BEGIN Text block
Fear of Click Fraud is Back
Steve Rubel points to a new BusinessWeek investigation into Click Fraud. You can read the full article here. I wrote about this back in July in my post Click Fraud Could Spoil the Internet Advertising Party. I think many of the concerns I highlighted back then, still ring true.

I’m an advertiser. I think I’m like most in our industry. I have a limited budget and I want to make sure that what few dollars I have are well spent.
I’ve done a lot of research into online advertising recently and have recommended we re-allocate a large chunk of our print dollars into online spending over the coming year. But I’m nervous and I want to make sure I’m getting the best value for our ad buys.
I’m definitely concerned about the possibility of my ad dollars being wasted on competitors, clickbots or “paid to read” farms clicking my ads and draining my monthly budget. When you read that about 10-15% of ad clicks are fake, this is more than enough reason to get antsy.
I like to think Yahoo and Google take this problem seriously. But as BusinessWeek points out, the search engines have an incentive to tolerate it. So the problem likely won’t go away soon.
Am I being overly cautious? Is the media blowing this out of proportion? Do the benefits outweigh the risks? These are some of the questions I’m asking myself right now.
In any case, it looks like the click fraud storm, which looked like it had died down for a while, may be brewing again.






Galen | Sep 22, 2006 | Reply
I think the “incentive to tolerate it” argument is patently false. For every false visitor they send to you, Yahoo and Google lose reputation AND cause you to bid less because your click conversion rate is lower than it might otherwise be. Furthermore, the amount that they might get from click-fraud pales in comparison to the amount they lose from people who opt out for fear of click fraud.
There is some click fraud, but given reasonable monitoring on your end, you can keep it at the same level as your competitors, which means you’re advertising on a level playing field.
Joel Burslem | Sep 22, 2006 | Reply
I’m not going to let the fear of click fraud stop me from advertising on the Internet, that’s for sure.
END Text block
BEGIN Extracted records
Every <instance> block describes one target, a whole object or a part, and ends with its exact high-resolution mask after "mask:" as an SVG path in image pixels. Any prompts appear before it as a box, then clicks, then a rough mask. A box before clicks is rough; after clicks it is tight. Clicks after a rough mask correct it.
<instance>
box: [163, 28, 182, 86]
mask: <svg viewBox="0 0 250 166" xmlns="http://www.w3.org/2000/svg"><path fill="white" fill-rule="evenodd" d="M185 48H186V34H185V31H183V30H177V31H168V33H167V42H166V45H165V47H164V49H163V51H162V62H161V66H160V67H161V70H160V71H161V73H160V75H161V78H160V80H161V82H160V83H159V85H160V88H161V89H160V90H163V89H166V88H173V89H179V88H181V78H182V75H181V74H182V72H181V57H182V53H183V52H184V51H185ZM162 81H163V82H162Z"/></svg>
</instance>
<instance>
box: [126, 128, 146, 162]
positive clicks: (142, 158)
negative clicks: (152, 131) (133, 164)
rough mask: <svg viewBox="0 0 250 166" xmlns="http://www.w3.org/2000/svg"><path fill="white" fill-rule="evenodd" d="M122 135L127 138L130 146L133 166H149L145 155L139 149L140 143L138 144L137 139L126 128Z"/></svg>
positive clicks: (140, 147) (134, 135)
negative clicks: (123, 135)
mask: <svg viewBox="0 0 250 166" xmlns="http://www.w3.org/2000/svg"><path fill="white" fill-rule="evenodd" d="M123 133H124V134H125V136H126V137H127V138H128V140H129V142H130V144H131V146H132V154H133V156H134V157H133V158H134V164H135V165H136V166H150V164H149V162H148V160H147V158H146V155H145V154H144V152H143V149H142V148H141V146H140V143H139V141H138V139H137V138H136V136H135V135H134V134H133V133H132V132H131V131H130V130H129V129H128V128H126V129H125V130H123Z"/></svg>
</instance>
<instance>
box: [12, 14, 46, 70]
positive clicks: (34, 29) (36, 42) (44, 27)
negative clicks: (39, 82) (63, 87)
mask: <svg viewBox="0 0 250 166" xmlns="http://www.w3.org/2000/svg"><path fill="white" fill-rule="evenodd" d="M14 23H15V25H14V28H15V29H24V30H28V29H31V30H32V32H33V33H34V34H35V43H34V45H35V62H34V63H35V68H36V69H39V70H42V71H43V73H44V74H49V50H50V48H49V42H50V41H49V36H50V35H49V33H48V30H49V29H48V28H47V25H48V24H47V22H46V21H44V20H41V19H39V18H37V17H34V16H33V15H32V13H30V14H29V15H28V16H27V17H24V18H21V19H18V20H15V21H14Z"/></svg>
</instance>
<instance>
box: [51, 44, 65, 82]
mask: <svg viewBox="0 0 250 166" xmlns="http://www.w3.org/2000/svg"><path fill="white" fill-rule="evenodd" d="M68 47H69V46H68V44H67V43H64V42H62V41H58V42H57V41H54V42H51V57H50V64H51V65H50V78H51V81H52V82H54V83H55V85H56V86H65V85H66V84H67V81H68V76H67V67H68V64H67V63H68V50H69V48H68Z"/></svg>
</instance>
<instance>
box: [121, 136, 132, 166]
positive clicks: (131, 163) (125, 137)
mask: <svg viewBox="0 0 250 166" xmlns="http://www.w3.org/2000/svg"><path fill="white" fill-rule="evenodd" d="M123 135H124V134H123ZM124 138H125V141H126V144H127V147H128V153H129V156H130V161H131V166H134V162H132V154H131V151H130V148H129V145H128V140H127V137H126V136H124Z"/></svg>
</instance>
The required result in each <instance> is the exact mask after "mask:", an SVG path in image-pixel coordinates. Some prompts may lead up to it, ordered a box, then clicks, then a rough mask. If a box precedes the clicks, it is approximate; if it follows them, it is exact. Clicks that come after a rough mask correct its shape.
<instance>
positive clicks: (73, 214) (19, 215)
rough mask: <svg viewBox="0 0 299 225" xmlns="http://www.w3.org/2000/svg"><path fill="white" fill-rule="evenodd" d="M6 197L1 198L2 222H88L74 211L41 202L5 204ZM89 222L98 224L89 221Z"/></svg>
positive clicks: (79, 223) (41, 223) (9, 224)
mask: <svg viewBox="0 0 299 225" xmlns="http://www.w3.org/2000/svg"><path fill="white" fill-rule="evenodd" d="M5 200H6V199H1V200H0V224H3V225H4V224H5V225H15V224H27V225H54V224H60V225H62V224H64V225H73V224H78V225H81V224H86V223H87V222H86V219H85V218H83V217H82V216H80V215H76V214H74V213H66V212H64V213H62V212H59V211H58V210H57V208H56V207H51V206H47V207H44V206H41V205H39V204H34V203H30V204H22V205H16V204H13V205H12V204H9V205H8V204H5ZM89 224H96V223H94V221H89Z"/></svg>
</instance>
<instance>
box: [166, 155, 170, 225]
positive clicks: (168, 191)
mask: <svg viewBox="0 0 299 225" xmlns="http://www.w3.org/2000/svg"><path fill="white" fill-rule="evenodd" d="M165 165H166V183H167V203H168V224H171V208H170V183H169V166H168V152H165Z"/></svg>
END Extracted records
— Task requirements —
a - Which parties does the click fraud post name as possibly clicking the author's ads and draining the monthly budget?
b - Could you write the next part of the click fraud post, picking up right after its final line?

— Responses per task —
a -
- Competitors
- Clickbots
- "Paid to read" farms

b -
I guess where I see the breakdown is on the PR side, Google and Yahoo aren’t doing much of anything to reassure advertisers that they’re not wasting their dollars.
Their silence on the issue begs a lot of these questions…
Are they complicit?
Do they care?
Can they even stop it?
Richard Johnston | Sep 23, 2006 | Reply
The best advice i can give my Realtor friends is to drive traffic to your site from print advertising. I’d say click fraud is more than 10-15 percent. Having spend thousands of dollars advertising on Google and Yahoo in recent months, I’d say click fraud is in the 35-40% range.
Galen | Sep 23, 2006 | Reply
Richard, having worked with a company that does loads of business from pay-per-click, I’d say that there is click fraud, but advertisers lose far more money on buying the wrong words or presenting the wrong landing page than they do on fraudulent searchers. That said, my client tends to keep advertising on Google and Yahoo and skip their ad networks.
Joel, the PR side is lacking, but, at least from Google, it’s kind of lacking all around. Have you ever seen them do much PR on anything? If you read their blogs or interviews with them, you’d find that they’re pretty obsessed with keeping click fraud to a minimum (a couple of badly phrased gaffes aside). See http://www.google.com/search?as_sitesearch=mattcutts.com&as_q=fraud
If they aren’t concerned, they’re crazy: the less click fraud there is, the more ads they’ll sell and the more advertisers will spend per click.